How to complete this task: Each record below should be repeated precisely as written.

Data shown:

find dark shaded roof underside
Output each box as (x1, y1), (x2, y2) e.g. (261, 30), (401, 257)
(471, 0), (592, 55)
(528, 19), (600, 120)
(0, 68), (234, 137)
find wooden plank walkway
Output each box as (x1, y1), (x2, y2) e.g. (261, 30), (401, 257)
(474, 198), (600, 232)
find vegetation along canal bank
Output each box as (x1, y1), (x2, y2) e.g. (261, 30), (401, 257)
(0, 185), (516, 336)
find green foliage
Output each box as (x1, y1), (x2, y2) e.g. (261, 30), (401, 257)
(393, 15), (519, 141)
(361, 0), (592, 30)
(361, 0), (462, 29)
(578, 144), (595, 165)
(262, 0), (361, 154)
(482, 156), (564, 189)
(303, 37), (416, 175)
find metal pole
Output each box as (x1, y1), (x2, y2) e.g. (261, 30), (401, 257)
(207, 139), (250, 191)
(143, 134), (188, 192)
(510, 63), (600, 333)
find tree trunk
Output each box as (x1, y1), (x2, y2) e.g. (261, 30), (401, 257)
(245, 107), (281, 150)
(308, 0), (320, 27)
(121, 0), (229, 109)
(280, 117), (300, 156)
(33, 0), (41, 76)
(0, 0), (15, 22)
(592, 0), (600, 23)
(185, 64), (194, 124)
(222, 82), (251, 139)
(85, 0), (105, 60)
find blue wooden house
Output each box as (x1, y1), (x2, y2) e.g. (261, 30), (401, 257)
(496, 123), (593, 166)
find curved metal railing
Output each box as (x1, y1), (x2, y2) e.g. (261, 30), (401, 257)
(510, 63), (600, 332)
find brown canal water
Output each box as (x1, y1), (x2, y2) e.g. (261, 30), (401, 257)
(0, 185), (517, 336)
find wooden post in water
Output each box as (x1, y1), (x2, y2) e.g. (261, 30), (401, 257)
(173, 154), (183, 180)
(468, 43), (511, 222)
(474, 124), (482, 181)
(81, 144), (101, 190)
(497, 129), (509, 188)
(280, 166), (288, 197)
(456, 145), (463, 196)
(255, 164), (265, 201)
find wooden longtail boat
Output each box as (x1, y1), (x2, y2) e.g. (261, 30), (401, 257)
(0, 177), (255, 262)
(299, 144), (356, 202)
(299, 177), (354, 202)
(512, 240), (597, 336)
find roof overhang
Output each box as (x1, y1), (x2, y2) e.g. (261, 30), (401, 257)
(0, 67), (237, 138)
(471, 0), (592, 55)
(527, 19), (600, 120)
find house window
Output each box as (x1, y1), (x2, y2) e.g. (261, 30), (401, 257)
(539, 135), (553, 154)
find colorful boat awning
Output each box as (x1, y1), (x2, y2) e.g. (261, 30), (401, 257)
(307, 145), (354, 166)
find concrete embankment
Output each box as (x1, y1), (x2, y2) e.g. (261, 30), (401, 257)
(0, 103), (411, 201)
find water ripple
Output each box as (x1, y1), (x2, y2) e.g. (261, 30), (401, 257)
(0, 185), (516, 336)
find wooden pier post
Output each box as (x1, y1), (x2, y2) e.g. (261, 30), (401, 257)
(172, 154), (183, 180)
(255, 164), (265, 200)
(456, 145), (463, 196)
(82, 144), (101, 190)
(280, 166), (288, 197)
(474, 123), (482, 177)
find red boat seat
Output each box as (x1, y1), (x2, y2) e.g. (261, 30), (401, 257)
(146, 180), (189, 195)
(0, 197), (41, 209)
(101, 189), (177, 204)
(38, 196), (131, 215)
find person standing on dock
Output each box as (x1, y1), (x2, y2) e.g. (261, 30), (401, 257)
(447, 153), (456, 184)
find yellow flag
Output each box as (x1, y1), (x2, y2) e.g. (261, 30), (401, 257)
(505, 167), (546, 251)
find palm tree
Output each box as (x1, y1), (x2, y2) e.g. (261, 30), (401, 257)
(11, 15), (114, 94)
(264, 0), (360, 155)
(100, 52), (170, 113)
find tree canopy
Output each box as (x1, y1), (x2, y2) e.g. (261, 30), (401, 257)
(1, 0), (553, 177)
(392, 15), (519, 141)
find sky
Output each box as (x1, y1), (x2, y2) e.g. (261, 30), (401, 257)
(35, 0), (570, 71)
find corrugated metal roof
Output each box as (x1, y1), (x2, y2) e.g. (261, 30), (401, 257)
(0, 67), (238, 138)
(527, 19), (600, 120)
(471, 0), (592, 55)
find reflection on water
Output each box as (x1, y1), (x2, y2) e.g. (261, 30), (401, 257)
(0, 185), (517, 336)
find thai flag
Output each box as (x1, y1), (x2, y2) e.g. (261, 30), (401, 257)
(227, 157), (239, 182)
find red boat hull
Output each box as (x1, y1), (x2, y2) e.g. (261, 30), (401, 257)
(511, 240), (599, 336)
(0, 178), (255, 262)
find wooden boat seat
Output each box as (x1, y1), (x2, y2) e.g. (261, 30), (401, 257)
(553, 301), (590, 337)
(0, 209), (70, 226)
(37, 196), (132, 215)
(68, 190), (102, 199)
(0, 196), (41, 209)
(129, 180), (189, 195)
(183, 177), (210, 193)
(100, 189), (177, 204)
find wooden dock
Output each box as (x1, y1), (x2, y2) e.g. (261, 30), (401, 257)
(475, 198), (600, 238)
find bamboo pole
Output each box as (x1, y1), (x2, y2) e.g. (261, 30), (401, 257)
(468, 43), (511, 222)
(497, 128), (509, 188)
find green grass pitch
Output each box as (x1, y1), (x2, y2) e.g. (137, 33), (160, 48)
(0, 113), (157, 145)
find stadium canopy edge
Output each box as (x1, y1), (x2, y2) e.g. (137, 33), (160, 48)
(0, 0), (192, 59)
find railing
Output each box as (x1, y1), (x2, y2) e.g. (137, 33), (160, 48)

Reply:
find dark shaded roof underside
Output each box as (x1, y1), (x2, y2) e.g. (261, 30), (401, 257)
(471, 0), (592, 55)
(528, 19), (600, 120)
(0, 68), (234, 137)
find wooden plank walkway
Output each box as (x1, y1), (x2, y2) e.g. (261, 30), (401, 257)
(474, 198), (600, 232)
find vegetation along canal bank
Output each box as (x1, y1), (x2, y2) e.g. (261, 30), (401, 257)
(0, 185), (516, 336)
find green foliage
Output each box as (x1, y1), (x2, y2) e.g. (261, 30), (401, 257)
(393, 15), (519, 141)
(361, 0), (592, 30)
(361, 0), (462, 29)
(578, 144), (595, 165)
(262, 0), (361, 154)
(482, 156), (564, 189)
(303, 37), (416, 175)
find metal pole
Output each box as (x1, y1), (x2, y2) e.g. (261, 30), (401, 257)
(207, 139), (250, 191)
(143, 134), (188, 192)
(510, 63), (600, 333)
find tree trunk
Output each box as (x1, y1), (x2, y2) e.g. (261, 30), (401, 257)
(245, 107), (281, 150)
(308, 0), (320, 27)
(121, 0), (229, 109)
(280, 117), (300, 156)
(33, 0), (41, 76)
(0, 0), (15, 22)
(592, 0), (600, 23)
(185, 64), (194, 124)
(222, 82), (251, 139)
(85, 0), (105, 60)
find blue wooden house
Output each box as (x1, y1), (x2, y2) e.g. (261, 30), (401, 257)
(496, 123), (593, 166)
find curved metal railing
Output each box as (x1, y1), (x2, y2) e.g. (261, 30), (401, 257)
(510, 63), (600, 332)
find brown canal water
Output each box as (x1, y1), (x2, y2) e.g. (261, 30), (401, 257)
(0, 185), (517, 336)
find wooden post in water
Output each box as (x1, y1), (x2, y2) e.g. (261, 30), (401, 257)
(173, 154), (183, 180)
(468, 43), (511, 222)
(474, 124), (482, 181)
(81, 144), (101, 190)
(497, 129), (509, 188)
(280, 166), (288, 197)
(456, 145), (463, 196)
(255, 164), (265, 201)
find wooden longtail boat
Output each box as (x1, y1), (x2, y2) e.g. (261, 30), (401, 257)
(0, 177), (255, 262)
(299, 144), (356, 202)
(299, 177), (354, 202)
(512, 240), (597, 336)
find roof overhang
Output each box as (x1, y1), (x2, y2) e.g. (261, 30), (401, 257)
(0, 67), (237, 138)
(471, 0), (592, 55)
(527, 19), (600, 120)
find house window
Output each box as (x1, y1), (x2, y2) e.g. (261, 30), (401, 257)
(539, 135), (553, 154)
find colorful boat awning
Output each box as (x1, y1), (x2, y2) e.g. (261, 30), (401, 257)
(307, 145), (354, 166)
find concrete embankment
Output each box as (x1, y1), (x2, y2) e.g. (261, 30), (401, 257)
(0, 103), (411, 201)
find water ripple
Output each box as (x1, y1), (x2, y2) e.g. (261, 30), (401, 257)
(0, 185), (516, 336)
find wooden pier post
Output each box as (x1, y1), (x2, y2) e.g. (261, 30), (401, 257)
(172, 154), (183, 180)
(255, 164), (265, 200)
(456, 145), (463, 196)
(82, 144), (101, 190)
(280, 166), (288, 197)
(474, 123), (482, 177)
find red boat seat
Output each box as (x1, y1), (x2, y2) e.g. (261, 30), (401, 257)
(146, 180), (189, 195)
(0, 197), (41, 209)
(101, 189), (177, 204)
(38, 196), (131, 215)
find person standing on dock
Output each box as (x1, y1), (x2, y2) e.g. (261, 30), (401, 257)
(447, 153), (456, 184)
find yellow flag
Output each box as (x1, y1), (x2, y2) e.g. (261, 30), (401, 257)
(505, 167), (546, 251)
find palm tree
Output each box as (x1, y1), (x2, y2) e.g. (261, 30), (401, 257)
(11, 15), (114, 94)
(264, 0), (360, 155)
(100, 52), (170, 113)
find tree canopy
Output each box as (x1, y1), (x2, y2) e.g. (261, 30), (401, 257)
(1, 0), (553, 177)
(392, 15), (519, 141)
find sky
Output each box as (x1, y1), (x2, y2) e.g. (261, 30), (401, 257)
(35, 0), (570, 71)
find corrugated metal roof
Output each box as (x1, y1), (x2, y2) e.g. (261, 30), (401, 257)
(0, 67), (238, 138)
(527, 19), (600, 120)
(471, 0), (592, 55)
find reflection on water
Output each box as (x1, y1), (x2, y2) e.g. (261, 30), (401, 257)
(0, 185), (517, 336)
find thai flag
Output each box as (x1, y1), (x2, y2) e.g. (261, 30), (401, 257)
(227, 157), (239, 182)
find red boat hull
Output each box as (x1, y1), (x2, y2) e.g. (261, 30), (401, 257)
(511, 240), (599, 336)
(0, 178), (255, 262)
find wooden boat seat
Output each box as (x1, y1), (x2, y2) e.g. (261, 30), (401, 257)
(553, 301), (590, 337)
(0, 209), (70, 226)
(37, 196), (132, 215)
(68, 190), (102, 199)
(0, 196), (41, 209)
(129, 180), (189, 195)
(183, 177), (210, 193)
(100, 189), (177, 204)
find wooden dock
Output each box as (x1, y1), (x2, y2) e.g. (261, 30), (401, 257)
(475, 198), (600, 238)
find bamboo pole
Output each box as (x1, y1), (x2, y2) e.g. (261, 30), (401, 257)
(468, 43), (511, 222)
(497, 128), (509, 188)
find green grass pitch
Output each box as (x1, y1), (x2, y2) e.g. (137, 33), (160, 48)
(0, 113), (157, 145)
find stadium canopy edge
Output each box as (x1, y1), (x2, y2) e.g. (137, 33), (160, 48)
(0, 0), (192, 59)
find railing
Output each box as (x1, y1), (x2, y2) e.g. (137, 33), (160, 48)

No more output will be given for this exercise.